Foi uma fase muito importante na qual passei a sentir aumentar
gradativamente a lucidez na minha mente, de uma forma que não sentia
desde o final da infância. Lentamente meus olhos foram se abrindo e
pude ver coisas que nem lembrava mais, me encontrar de novo,
reconhecer o que era realmente parte de mim e o que era causado pela
doença. Renasci.
O
quadro em que eu me encontrava inicialmente era grave mas, graças ao
trabalho de várias pessoas que me ajudaram, fui gradativamente me
recuperando e enxergando melhor tanto a mim mesmo quanto o mundo a
minha volta. Quando então comecei a perceber que era hora de
novamente assumir o controle das minhas decisões.
Já
bem melhor, mais lúcido, sóbrio e com a mente acalmada, passei a
fazer pequenas escolhas para mim mesmo. No início decidindo sobre
coisas pequenas como o uso de redes sociais e o tipo de conteúdo que
consumiria na internet de forma geral. Fiz uma grande higiene mental,
eliminei tudo que julguei, com os novos olhos, ser prejudicial.
Alimentei o que julgava ser benéfico e deixei de lado o que parecia
fazer mal. Abri mão da necessidade de solidão e sentimentos
arrogantes de auto suficiência em troca de apreciar a companhia de
pessoas importantes para mim. Enfrentei vícios e maus hábitos,
busquei evoluir no meu mundo particular. Sempre amparado pelo apoio
amoroso das pessoas e pelo tratamento, que seguia a risca. Depois de
um tempo passei a me sentir mais seguro e comecei a fazer escolhas
maiores, iniciei uma nova caminhada profissional de longo prazo,
passei a buscar conhecimento como um estilo novo de vida, reformulei
meu círculo de relações pessoais e até mesmo mudei minha visão
religiosa do mundo. Foi uma transformação completa.

◆ **Informações extraídas**

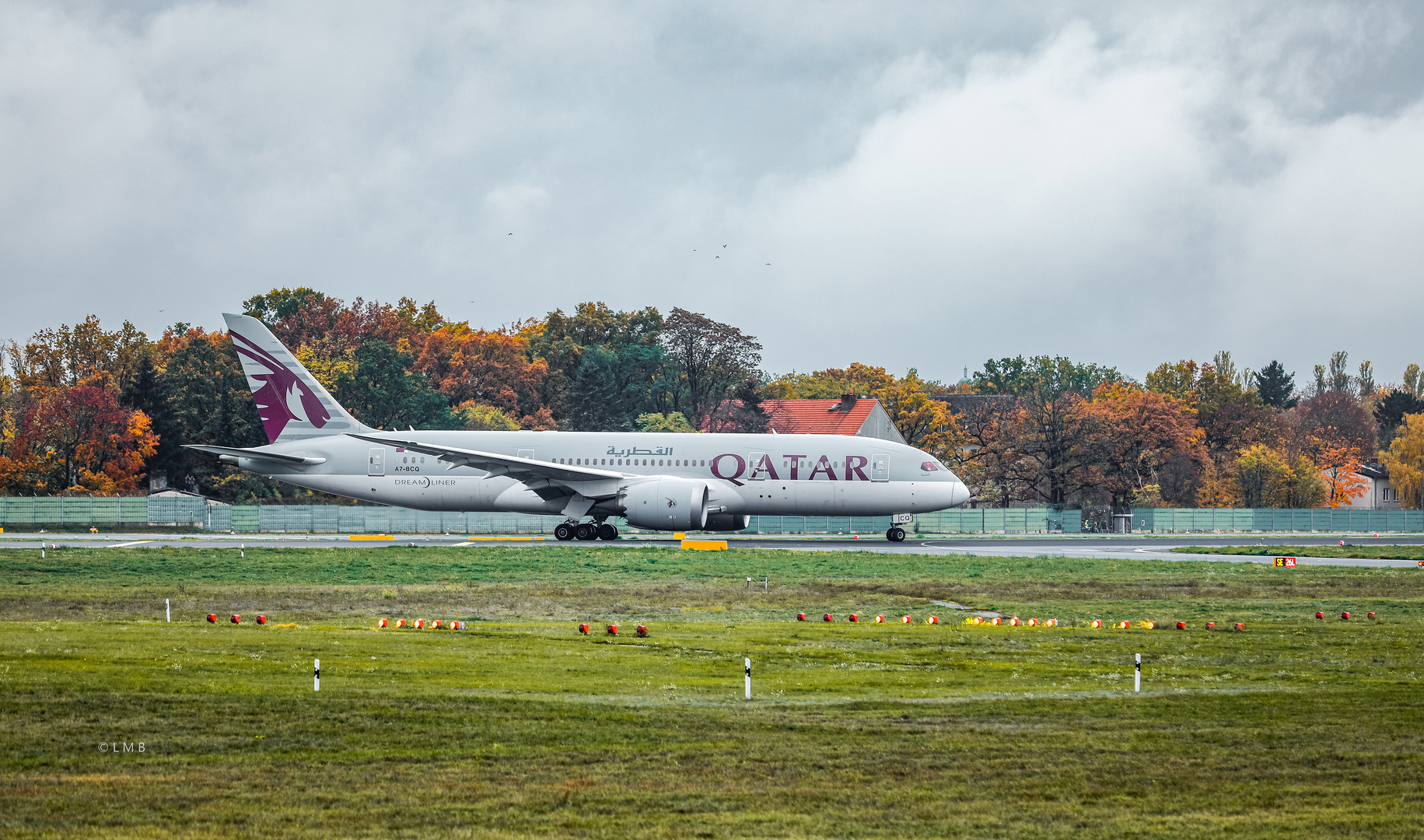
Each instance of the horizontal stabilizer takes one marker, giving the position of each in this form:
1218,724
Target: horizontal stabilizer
253,453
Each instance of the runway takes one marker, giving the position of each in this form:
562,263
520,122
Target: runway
1122,547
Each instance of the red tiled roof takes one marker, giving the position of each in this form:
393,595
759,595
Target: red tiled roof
817,416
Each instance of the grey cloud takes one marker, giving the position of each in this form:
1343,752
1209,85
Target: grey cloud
932,184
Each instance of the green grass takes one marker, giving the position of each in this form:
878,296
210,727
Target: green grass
1359,551
523,728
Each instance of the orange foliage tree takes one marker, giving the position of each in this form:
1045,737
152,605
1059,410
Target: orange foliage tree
82,440
485,368
1339,463
1137,433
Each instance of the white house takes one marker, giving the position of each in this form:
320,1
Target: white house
1380,493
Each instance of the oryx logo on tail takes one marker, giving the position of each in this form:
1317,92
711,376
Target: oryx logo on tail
291,402
279,394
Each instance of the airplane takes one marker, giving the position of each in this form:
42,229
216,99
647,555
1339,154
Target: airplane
657,481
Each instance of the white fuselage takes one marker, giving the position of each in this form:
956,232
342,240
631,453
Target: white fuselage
768,474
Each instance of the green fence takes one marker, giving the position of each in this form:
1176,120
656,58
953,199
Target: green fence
58,510
1168,520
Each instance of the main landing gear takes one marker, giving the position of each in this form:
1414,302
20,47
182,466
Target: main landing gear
596,530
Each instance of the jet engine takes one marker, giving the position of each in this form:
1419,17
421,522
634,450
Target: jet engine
667,504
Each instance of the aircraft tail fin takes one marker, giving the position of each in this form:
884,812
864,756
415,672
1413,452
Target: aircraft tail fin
292,403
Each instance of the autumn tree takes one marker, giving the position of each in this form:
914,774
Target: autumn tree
82,440
628,345
831,383
925,422
1339,464
1041,450
715,362
1338,416
1272,478
67,356
483,366
382,394
1137,435
1405,460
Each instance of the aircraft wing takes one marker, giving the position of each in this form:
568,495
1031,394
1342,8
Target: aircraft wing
254,453
495,464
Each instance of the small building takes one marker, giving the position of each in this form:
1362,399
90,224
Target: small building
849,415
1380,493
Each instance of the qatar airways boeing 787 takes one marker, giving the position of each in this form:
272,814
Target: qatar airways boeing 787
653,480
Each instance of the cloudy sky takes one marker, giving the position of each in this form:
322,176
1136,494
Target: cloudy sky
903,184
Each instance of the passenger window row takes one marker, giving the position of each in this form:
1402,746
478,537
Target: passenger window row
632,463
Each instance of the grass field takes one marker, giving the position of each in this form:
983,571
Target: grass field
520,726
1362,551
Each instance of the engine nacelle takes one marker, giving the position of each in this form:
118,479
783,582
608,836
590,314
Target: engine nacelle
667,504
726,521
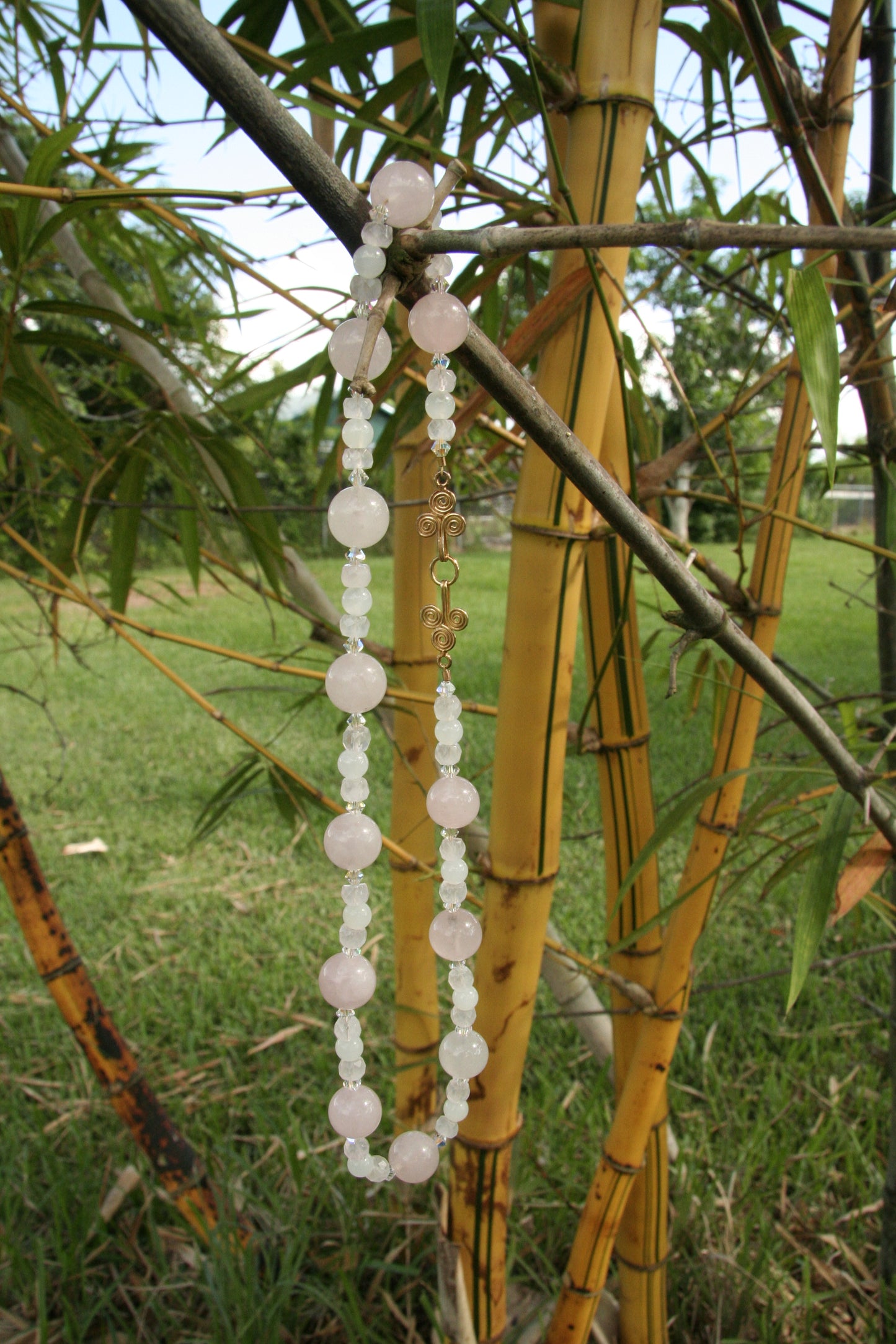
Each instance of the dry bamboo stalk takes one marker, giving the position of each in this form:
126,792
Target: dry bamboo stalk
655,1049
550,525
116,1070
623,722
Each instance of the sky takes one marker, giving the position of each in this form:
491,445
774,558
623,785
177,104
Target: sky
296,247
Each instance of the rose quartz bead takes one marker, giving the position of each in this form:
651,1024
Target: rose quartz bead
345,346
453,801
347,981
352,842
414,1156
407,190
355,1112
456,935
464,1057
438,323
355,683
358,517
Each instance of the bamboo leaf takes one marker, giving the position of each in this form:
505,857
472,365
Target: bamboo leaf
818,888
436,29
680,814
125,525
816,335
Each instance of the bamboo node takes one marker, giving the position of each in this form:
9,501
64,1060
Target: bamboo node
65,969
19,834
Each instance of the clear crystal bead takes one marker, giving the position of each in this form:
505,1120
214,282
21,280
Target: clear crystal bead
459,976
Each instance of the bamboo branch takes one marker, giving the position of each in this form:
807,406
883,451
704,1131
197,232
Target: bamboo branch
253,107
688,234
113,1064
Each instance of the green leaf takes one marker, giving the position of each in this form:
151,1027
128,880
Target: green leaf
816,335
436,29
680,814
818,888
125,525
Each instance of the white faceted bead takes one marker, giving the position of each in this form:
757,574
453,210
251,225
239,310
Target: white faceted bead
440,405
438,323
441,380
365,291
355,628
350,1049
352,763
441,430
347,1028
347,983
451,801
355,406
406,190
448,707
352,842
379,1171
455,870
355,682
368,261
358,433
376,234
358,517
359,917
355,1112
456,935
357,576
464,1057
345,346
440,267
357,737
414,1156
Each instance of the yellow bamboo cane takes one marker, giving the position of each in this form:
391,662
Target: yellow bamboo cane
616,63
645,1082
613,654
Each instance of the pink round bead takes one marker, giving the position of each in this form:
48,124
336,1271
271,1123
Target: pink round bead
355,683
347,981
355,1112
438,323
345,346
352,842
358,517
453,801
414,1156
407,190
456,935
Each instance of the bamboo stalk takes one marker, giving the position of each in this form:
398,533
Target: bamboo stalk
655,1048
623,722
551,523
175,1162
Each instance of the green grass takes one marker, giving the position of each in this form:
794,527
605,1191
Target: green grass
205,952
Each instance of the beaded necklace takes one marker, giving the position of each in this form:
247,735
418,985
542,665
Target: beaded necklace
402,195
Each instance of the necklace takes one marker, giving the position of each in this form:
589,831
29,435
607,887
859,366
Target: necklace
402,194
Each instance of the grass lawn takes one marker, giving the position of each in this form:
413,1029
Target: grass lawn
203,952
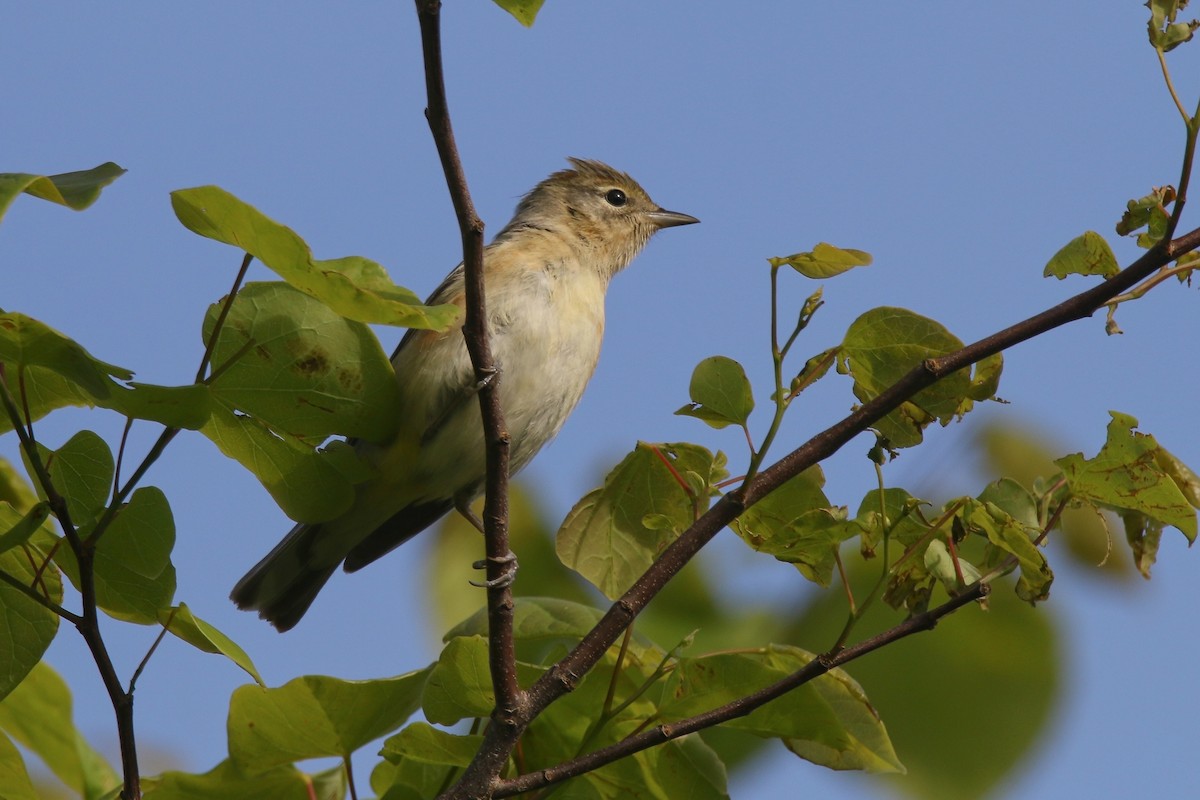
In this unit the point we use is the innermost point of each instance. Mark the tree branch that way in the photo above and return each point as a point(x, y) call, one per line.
point(741, 707)
point(502, 657)
point(564, 675)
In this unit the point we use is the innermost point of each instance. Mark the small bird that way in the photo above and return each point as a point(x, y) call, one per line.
point(545, 278)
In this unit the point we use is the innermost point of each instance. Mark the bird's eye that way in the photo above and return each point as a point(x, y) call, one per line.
point(616, 197)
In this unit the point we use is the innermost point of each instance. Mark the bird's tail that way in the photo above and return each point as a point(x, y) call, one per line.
point(285, 583)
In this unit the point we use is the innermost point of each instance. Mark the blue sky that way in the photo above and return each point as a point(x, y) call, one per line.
point(960, 150)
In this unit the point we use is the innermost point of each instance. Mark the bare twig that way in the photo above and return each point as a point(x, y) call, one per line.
point(510, 701)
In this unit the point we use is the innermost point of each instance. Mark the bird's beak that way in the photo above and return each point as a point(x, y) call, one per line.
point(663, 218)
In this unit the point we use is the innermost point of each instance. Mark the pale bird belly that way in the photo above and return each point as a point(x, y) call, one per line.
point(545, 362)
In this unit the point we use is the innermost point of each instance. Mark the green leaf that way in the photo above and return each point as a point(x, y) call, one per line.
point(525, 11)
point(76, 191)
point(13, 776)
point(946, 567)
point(135, 577)
point(720, 392)
point(827, 721)
point(1013, 536)
point(885, 344)
point(59, 372)
point(456, 545)
point(309, 485)
point(985, 379)
point(1003, 666)
point(313, 716)
point(37, 714)
point(1164, 32)
point(823, 262)
point(1127, 477)
point(18, 528)
point(796, 524)
point(82, 471)
point(27, 627)
point(294, 365)
point(183, 623)
point(291, 373)
point(1084, 254)
point(353, 287)
point(605, 539)
point(1150, 212)
point(460, 684)
point(685, 768)
point(425, 744)
point(228, 781)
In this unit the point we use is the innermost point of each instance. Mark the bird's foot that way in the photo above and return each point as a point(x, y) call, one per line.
point(504, 579)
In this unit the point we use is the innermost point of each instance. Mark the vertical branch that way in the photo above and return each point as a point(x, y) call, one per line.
point(88, 623)
point(509, 697)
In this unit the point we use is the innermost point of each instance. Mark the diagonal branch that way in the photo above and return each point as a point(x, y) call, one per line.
point(741, 707)
point(502, 656)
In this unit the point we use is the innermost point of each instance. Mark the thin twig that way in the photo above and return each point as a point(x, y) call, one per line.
point(741, 707)
point(502, 654)
point(564, 675)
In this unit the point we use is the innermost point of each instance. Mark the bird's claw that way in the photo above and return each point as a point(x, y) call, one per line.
point(502, 581)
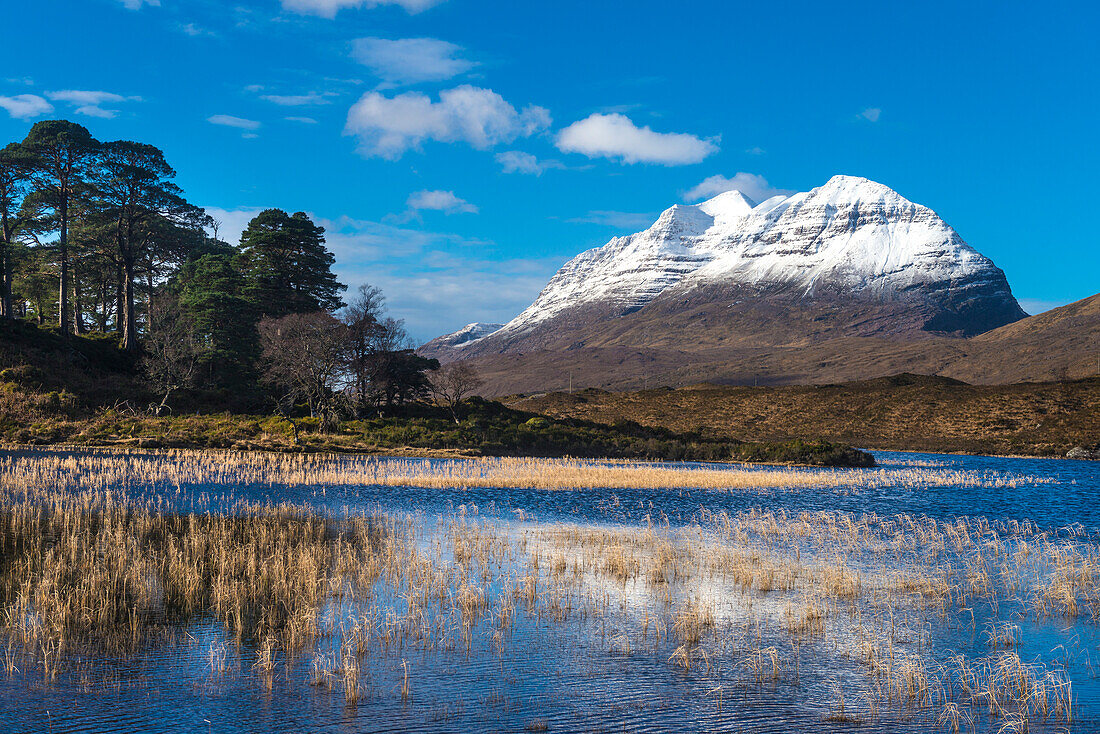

◆ **Tarefa**
Repita, sem alterar nada, o trecho do relato sobre a recuperação que começa em "Alimentei o que" e segue até "uma transformação completa.". As linhas não têm qualquer papel no que se pede aqui.

◆ **Resultado da tarefa**
Alimentei o que julgava ser benéfico e deixei de lado o que parecia
fazer mal. Abri mão da necessidade de solidão e sentimentos
arrogantes de auto suficiência em troca de apreciar a companhia de
pessoas importantes para mim. Enfrentei vícios e maus hábitos,
busquei evoluir no meu mundo particular. Sempre amparado pelo apoio
amoroso das pessoas e pelo tratamento, que seguia a risca. Depois de
um tempo passei a me sentir mais seguro e comecei a fazer escolhas
maiores, iniciei uma nova caminhada profissional de longo prazo,
passei a buscar conhecimento como um estilo novo de vida, reformulei
meu círculo de relações pessoais e até mesmo mudei minha visão
religiosa do mundo. Foi uma transformação completa.